(Page text)
I don't have very many memories of Mother's Day. A long time ago in Iran my sister and I would go shopping for a gift. Our teachers used to tell us that a simple card with a personal note of appreciation was all that was needed. But it seemed easier to go and buy something she didn't really need. Surely she knew we appreciated her, notwithstanding all the troubles we put her through.
In the intervening 20-some-odd years — she in Iran and I in the U.S. — we have matured apart yet are somehow closer than ever. We communicate at an even level and understand each other better, though we don't always agree.
And last year after a traumatic personal event, having lived away from her for most of my life, I longed for nothing more than to be by her side and to empty my grief at her feet, with the warmth and security of her arms around me. And I got my wish — she was there for me, as always. Thanks mom.
(End Page text)
Apply what you read |
1. Reproduce word for word the passage of the Mother's Day essay that opens with the words "I don't have" and closes with "don't always agree.".
2. According to the Mother's Day essay, what did the teachers say was all that was needed as a gift?
3. Write the next part of the Mother's Day essay, picking up after its final sentence.
(Dataset entries)
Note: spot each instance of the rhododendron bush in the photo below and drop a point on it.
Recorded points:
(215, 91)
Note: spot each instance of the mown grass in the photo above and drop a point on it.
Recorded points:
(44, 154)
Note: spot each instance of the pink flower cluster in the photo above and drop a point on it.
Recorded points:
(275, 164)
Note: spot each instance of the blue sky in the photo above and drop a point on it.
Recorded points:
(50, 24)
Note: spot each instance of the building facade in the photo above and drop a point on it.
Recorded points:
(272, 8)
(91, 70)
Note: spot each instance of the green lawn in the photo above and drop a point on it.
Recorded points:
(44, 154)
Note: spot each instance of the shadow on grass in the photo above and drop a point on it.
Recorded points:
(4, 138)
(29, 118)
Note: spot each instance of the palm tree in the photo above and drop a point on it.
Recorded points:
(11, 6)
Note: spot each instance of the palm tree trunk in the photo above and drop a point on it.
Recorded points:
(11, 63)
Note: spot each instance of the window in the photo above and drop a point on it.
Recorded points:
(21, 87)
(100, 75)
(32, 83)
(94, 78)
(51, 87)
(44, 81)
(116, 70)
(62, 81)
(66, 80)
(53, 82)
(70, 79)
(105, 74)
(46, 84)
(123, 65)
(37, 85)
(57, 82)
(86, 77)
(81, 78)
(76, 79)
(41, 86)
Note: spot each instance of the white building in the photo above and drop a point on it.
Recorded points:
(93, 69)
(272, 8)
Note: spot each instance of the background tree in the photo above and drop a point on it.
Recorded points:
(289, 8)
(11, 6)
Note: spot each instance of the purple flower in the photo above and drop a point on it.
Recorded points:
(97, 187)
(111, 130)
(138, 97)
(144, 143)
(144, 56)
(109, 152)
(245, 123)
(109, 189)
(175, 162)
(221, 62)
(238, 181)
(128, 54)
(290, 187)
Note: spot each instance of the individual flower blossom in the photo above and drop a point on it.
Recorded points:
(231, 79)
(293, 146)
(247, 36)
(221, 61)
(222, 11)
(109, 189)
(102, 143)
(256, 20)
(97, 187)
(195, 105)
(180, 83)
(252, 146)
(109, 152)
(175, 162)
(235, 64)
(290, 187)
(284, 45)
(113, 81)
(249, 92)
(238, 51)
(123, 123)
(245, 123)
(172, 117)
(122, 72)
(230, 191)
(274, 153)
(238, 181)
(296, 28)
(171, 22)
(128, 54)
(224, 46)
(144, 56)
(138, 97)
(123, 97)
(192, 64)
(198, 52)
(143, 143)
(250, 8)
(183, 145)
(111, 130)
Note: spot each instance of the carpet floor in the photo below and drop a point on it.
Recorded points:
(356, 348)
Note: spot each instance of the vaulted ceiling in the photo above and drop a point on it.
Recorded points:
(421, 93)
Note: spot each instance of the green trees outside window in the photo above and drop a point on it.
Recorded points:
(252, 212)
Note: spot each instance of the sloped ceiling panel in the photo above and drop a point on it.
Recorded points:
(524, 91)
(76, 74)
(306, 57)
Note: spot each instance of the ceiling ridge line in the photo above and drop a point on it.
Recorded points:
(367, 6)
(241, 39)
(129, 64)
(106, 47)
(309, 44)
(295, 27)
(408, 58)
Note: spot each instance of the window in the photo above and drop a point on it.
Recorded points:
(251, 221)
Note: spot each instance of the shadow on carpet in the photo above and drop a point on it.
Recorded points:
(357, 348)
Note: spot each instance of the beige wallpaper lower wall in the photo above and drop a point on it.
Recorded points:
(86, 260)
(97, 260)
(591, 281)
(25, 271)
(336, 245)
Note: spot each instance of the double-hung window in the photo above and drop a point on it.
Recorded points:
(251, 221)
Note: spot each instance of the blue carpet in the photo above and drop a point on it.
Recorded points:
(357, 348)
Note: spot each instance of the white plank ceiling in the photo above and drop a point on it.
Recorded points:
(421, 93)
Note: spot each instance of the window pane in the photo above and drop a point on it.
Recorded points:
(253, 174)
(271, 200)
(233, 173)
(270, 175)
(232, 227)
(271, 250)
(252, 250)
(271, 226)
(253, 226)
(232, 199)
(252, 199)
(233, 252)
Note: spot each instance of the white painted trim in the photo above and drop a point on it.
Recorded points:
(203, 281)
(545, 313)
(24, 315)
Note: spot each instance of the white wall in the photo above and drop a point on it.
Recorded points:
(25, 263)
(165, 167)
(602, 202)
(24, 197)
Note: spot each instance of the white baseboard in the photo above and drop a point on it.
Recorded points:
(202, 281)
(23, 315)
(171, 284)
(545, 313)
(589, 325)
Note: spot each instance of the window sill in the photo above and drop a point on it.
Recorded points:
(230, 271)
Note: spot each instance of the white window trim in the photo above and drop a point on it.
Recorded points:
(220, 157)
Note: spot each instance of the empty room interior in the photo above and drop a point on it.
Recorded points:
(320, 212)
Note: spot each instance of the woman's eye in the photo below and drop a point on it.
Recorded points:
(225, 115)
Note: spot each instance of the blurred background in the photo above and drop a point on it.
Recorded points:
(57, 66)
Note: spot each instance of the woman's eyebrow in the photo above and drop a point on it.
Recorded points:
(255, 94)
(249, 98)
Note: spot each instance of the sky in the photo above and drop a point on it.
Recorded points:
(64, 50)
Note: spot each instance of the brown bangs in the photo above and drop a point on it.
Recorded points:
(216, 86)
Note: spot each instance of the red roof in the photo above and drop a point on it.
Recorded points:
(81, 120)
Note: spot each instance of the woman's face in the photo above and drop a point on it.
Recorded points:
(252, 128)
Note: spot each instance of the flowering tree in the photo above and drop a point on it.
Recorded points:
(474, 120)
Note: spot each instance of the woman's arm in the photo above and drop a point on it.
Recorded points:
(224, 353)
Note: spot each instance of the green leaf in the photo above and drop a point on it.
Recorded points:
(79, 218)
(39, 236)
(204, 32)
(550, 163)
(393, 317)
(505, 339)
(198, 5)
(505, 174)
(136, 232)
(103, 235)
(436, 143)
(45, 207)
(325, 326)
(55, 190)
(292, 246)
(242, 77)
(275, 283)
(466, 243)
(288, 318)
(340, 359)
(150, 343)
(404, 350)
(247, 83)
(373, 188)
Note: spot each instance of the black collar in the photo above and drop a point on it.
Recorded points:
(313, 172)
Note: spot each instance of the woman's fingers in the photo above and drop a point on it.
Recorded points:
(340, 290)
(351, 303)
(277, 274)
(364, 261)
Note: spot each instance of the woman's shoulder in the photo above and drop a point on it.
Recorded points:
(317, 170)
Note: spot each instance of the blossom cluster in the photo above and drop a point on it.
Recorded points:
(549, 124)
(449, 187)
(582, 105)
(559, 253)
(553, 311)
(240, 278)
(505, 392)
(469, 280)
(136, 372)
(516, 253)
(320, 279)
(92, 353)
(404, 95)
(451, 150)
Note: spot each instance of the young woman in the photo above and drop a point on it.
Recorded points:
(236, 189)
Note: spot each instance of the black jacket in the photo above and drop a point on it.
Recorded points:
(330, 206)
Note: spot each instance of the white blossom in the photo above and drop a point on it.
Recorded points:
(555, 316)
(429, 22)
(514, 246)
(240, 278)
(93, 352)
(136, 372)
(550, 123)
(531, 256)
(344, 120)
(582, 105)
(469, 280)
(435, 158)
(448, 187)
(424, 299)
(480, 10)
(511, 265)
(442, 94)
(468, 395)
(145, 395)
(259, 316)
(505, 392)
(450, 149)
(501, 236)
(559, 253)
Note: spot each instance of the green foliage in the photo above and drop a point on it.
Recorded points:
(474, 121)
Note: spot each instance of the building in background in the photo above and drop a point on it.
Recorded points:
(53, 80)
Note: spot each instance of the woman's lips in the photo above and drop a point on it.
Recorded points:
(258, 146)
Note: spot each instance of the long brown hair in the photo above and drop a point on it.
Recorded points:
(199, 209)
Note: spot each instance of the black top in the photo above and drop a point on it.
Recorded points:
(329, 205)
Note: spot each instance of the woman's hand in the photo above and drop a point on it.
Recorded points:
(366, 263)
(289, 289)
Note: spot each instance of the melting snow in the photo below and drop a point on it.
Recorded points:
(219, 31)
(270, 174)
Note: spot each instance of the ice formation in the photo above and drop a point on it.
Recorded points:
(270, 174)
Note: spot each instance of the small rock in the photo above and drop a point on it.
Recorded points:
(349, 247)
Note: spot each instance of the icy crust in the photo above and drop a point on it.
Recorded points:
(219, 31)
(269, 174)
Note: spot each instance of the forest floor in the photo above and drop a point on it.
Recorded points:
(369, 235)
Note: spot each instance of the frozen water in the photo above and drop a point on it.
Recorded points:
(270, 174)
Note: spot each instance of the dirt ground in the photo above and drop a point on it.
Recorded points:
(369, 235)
(End Dataset entries)
Per-task answers |
1.
I don't have very many memories of Mother's Day. A long time ago in Iran my sister and I would go shopping for a gift. Our teachers used to tell us that a simple card with a personal note of appreciation was all that was needed. But it seemed easier to go and buy something she didn't really need. Surely she knew we appreciated her, notwithstanding all the troubles we put her through.
In the intervening 20-some-odd years — she in Iran and I in the U.S. — we have matured apart yet are somehow closer than ever. We communicate at an even level and understand each other better, though we don't always agree.

2. A simple card with a personal note of appreciation.

3.
Today I also celebrate another mother. A mother I have never met nor seen. But I know her and the caliber of person she is. For she is the mother of my love, who grieves the loss of her child to cancer and of her husband to a stroke not long after. Yet today she continues to survive and to surpass.
Today she is inspiring me and others who know her to continue to live and to fight to live. Today, she is in a remote village in the sun-drenched plains of India, helping the local villagers with hygiene, maternity, birth control — and helping to deliver healthy babies to countless expectant mothers. And she is a mother anew herself, to a 5-year-old orphan boy, the village outcast.
Picked on and beaten by the other boys; mute – unable to speak; unable to show or to know emotions – except fear and loathing – only to cower, hide, and cry. But today, these two unsuspecting souls from worlds so apart find comfort in each other's company. They share meals and share laughter, and sleep on the same straw-mat floor in a hut under the hot Indian skies.
This little boy, once the pariah of the village, now sends emails via a wireless-equipped laptop halfway across the world. He has traveled first-class in the company of a first-class lady to the City of Romance, Paris. And he is learning Farsi, English, and American sign language.
This little orphan boy — how small and cruel his world was. Now the sky seems the limit. Thanks to a special lady and the innate powers of motherhood.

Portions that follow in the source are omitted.